Please substitute "deepest interior point" for "innermost point" throughout the rows below and write them out again, with every other part left unchanged.

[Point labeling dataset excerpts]
______

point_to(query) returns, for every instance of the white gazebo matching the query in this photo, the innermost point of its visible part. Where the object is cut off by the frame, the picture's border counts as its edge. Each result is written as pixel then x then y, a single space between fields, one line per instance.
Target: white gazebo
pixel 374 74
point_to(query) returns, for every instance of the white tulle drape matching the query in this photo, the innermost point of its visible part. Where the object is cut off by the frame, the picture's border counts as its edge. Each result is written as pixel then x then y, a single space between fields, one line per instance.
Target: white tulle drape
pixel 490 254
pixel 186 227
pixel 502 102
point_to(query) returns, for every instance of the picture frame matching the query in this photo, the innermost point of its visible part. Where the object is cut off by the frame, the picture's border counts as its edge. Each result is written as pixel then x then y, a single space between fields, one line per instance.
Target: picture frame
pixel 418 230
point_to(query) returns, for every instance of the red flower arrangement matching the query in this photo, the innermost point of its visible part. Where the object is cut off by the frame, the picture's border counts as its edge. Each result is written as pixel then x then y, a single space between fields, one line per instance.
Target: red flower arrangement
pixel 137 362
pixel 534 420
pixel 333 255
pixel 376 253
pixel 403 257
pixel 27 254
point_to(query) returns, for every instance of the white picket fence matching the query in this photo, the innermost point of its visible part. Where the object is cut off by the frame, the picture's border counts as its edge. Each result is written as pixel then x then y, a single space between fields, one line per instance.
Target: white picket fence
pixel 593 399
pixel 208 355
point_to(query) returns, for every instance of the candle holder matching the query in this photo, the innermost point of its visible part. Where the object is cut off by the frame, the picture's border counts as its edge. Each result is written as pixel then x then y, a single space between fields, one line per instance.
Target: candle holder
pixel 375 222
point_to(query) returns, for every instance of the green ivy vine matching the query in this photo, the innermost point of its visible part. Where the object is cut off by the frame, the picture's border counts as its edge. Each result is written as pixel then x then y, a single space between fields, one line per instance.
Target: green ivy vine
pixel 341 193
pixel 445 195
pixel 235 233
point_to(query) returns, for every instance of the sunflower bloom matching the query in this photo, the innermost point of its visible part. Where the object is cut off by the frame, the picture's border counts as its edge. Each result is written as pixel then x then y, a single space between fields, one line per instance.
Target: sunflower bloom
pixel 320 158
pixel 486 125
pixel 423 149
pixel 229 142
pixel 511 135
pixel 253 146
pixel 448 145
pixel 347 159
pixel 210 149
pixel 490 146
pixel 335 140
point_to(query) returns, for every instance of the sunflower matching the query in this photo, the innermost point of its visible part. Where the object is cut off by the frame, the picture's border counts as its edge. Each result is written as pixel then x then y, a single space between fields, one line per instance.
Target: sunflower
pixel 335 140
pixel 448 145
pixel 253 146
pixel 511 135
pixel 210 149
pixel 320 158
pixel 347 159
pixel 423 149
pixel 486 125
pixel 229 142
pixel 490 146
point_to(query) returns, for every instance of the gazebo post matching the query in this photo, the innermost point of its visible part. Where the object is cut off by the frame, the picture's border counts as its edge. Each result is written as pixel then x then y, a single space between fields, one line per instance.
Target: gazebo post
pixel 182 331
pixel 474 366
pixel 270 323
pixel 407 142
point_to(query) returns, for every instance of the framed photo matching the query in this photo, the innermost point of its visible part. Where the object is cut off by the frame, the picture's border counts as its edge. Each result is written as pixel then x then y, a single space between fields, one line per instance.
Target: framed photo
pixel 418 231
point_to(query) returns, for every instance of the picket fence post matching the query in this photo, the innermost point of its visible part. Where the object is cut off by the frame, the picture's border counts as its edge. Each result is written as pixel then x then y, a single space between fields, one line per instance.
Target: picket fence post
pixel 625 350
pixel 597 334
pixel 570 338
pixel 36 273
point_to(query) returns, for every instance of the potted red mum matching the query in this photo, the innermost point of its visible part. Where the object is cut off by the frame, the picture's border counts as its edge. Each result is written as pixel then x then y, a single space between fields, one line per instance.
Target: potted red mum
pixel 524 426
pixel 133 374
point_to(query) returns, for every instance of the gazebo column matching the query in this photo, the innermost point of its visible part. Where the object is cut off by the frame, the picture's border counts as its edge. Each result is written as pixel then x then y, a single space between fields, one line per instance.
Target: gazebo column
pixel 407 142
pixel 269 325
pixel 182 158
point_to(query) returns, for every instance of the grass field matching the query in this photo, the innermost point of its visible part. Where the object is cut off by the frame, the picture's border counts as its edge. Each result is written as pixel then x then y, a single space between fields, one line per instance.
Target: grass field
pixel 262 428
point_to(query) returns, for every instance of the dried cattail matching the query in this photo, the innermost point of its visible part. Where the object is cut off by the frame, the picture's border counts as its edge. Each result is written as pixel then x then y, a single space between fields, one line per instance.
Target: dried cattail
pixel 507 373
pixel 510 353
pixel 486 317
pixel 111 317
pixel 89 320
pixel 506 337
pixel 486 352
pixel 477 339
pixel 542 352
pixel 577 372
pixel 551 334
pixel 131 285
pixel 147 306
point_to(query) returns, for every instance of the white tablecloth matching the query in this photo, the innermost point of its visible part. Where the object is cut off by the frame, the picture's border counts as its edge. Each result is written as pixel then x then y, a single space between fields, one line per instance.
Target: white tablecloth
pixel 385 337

______

Response to this task:
point_to(query) returns, for every instance of the white gazebo matching the query in this photo, the deepest interior point of its visible part. Where the object is cut off by the frame, the picture's border counts as its edge. Each result is written as pixel then x then y, a single space between fields, one line per instance.
Target: white gazebo
pixel 374 74
point_to(query) returns, for every instance of the white tulle drape matching the query in this photo, the deepest interior point of its visible part. Where the object is cut off by the frame, the picture's border counts as its edge. Each result is written as pixel then x then y, a single space between fields, one line per instance.
Target: white tulle drape
pixel 490 254
pixel 186 227
pixel 502 102
point_to(query) returns, for every instance of the picture frame matching the query in this photo, the deepest interior point of its visible part. Where the object is cut off by the frame, the picture's border counts as its edge. Each result is written as pixel then x then y, a single space between fields, one line per instance.
Target: picture frame
pixel 418 230
point_to(query) returns, for every instance of the red flower arrangement matching the query in this photo, the deepest interior point of its visible part. Where the object is cut off by the frame, the picture's border counts as its edge. Each result is written as pixel then x then y, a single space between fields, one line per instance.
Target: red flower arrangement
pixel 137 362
pixel 534 420
pixel 333 255
pixel 376 253
pixel 403 257
pixel 27 254
point_to(query) returns, for every instance of the white picket fence matching the query in this photo, the deepest interior point of its visible part. Where the object is cut off by the frame, the picture's border counts as its edge. Each result is written as pixel then x then y, a single space between fields, one line per instance.
Target: white picket fence
pixel 593 399
pixel 208 355
point_to(query) returns, for every instance of the candle holder matching the query in this photo, the deepest interior point of its visible part. Where the object is cut off by the frame, the picture's border counts as its edge. Each result is written as pixel then x then y, a single space between fields, one line per instance.
Target: candle holder
pixel 375 222
point_to(query) returns, for every instance of the green ivy vine matching the query in this photo, the deepest interior point of its visible part. Where the object is cut off by the frame, the picture's border counts as its edge. Each result is written as pixel then x then y, a single space between fields, one line per instance.
Target: green ivy vine
pixel 341 193
pixel 445 195
pixel 235 233
point_to(query) returns, for every instance of the sunflower bloom matching the query in this photo, the deepest interior point of its visible part. Where the object is cut off by the frame, the picture's border counts as its edge. Each result is written as pixel then x then y, a single space between fields, one line per instance.
Target: sunflower bloom
pixel 320 158
pixel 486 125
pixel 423 149
pixel 229 142
pixel 511 135
pixel 253 146
pixel 448 145
pixel 347 159
pixel 210 149
pixel 490 146
pixel 335 140
point_to(query) returns, for every instance of the sunflower matching the query in this photo, the deepest interior point of its visible part. Where the object is cut off by the frame, the picture's border counts as its edge. Each result is written as pixel then x then y, a single space between fields, one line per instance.
Target: sunflower
pixel 335 140
pixel 448 145
pixel 253 146
pixel 511 135
pixel 210 149
pixel 320 158
pixel 347 159
pixel 423 149
pixel 486 125
pixel 229 142
pixel 490 146
point_to(query) returns, for every instance of the gazebo post matching the query in this photo, the deepest interior point of its visible part. Where the object is cut off by the frame, the picture's border counts as its edge. Each result is written as pixel then x then y, a single space between fields, one line per instance.
Target: gazebo post
pixel 182 331
pixel 474 366
pixel 270 323
pixel 407 142
point_to(query) returns, for every instance of the framed photo matching the query in this photo, the deepest interior point of its visible part. Where the object is cut off by the frame, the picture's border counts as its edge. Each result is written as pixel then x then y, a single space between fields, one line per instance.
Target: framed photo
pixel 418 231
point_to(query) returns, for every instance of the picket fence post matching the query in this photo, the deepest interior point of its visible part. Where the object is cut off by the frame, the picture's border counts as its edge. Each result is written as pixel then x then y, a single space between fields, one line per instance.
Target: picket fence post
pixel 625 350
pixel 597 334
pixel 570 338
pixel 36 273
point_to(query) returns, for every instance of the potted red mum matching the query in this photo, the deepest interior point of its visible part. Where the object is cut off by the frame, the picture's border counts as its edge. Each result is written as pixel then x then y, a single space between fields, one line per instance.
Target: potted red mum
pixel 524 426
pixel 133 374
point_to(query) returns, for every instance of the gazebo column matching the query in this photo, the deepest interior point of its visible part. Where the object is cut off by the frame, the picture's border counts as its edge. Each result is written as pixel then x then y, a single space between fields, one line per instance.
Target: gazebo column
pixel 407 142
pixel 269 325
pixel 182 158
point_to(query) returns, for every instance of the grass field matching the query in this photo, the deepest interior point of its visible part. Where the object is cut off by the frame, the picture's border counts as its edge. Each result is written as pixel then x then y, a single space between fields, one line per instance.
Target: grass field
pixel 262 428
point_to(query) returns, for every instance of the dried cattail matching the query in this photo, the deepest interior point of its visible part. Where the object is cut off by the frame, the picture's border counts as its edge. Each result is written as pixel then x then y, a single space between fields, one line per instance.
Target: dried cattail
pixel 507 373
pixel 510 353
pixel 486 317
pixel 111 317
pixel 89 320
pixel 506 337
pixel 486 352
pixel 477 339
pixel 542 352
pixel 577 372
pixel 551 334
pixel 131 285
pixel 147 306
point_to(query) returns, for every instance of the white tablecloth matching the query in this photo, the deepest interior point of its visible part. Where the object is cut off by the frame, the picture's border counts as its edge. Each result is written as pixel then x then y, a single space between fields, one line per instance.
Target: white tablecloth
pixel 385 337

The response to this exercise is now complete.